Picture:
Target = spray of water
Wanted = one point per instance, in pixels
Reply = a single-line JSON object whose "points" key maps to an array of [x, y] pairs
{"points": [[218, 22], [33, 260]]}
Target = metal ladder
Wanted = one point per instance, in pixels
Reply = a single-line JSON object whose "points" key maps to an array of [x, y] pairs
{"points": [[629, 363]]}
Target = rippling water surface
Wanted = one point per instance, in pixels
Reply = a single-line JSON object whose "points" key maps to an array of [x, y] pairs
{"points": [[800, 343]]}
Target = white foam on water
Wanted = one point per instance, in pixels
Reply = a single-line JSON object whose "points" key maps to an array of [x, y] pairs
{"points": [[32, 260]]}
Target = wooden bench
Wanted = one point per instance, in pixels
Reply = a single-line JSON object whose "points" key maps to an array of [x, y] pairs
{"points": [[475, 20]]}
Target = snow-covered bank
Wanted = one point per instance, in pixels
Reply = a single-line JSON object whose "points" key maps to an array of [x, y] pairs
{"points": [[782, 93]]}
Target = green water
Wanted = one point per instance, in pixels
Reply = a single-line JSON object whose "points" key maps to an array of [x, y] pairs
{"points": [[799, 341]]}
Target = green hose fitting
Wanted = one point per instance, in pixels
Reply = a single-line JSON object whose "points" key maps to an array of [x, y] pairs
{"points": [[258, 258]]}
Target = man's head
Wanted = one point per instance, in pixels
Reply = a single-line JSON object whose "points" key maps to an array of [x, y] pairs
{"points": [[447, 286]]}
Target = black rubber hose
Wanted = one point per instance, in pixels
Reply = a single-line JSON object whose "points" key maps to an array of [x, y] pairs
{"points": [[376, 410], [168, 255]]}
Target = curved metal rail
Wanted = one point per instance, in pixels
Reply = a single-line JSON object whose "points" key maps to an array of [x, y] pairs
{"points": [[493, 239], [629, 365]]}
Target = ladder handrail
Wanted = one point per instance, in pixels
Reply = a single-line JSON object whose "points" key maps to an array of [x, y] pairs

> **What the task requires**
Please give the lines from the one containing "Target = ladder handrail" through the end of these lines again, switching "handrail" to "railing" and leaving everything else unchanged.

> **Output below**
Target = ladder railing
Wanted = one point per instance, in pixels
Reply = a single-line JSON object whose "points" key maps to an array of [x, y] pairs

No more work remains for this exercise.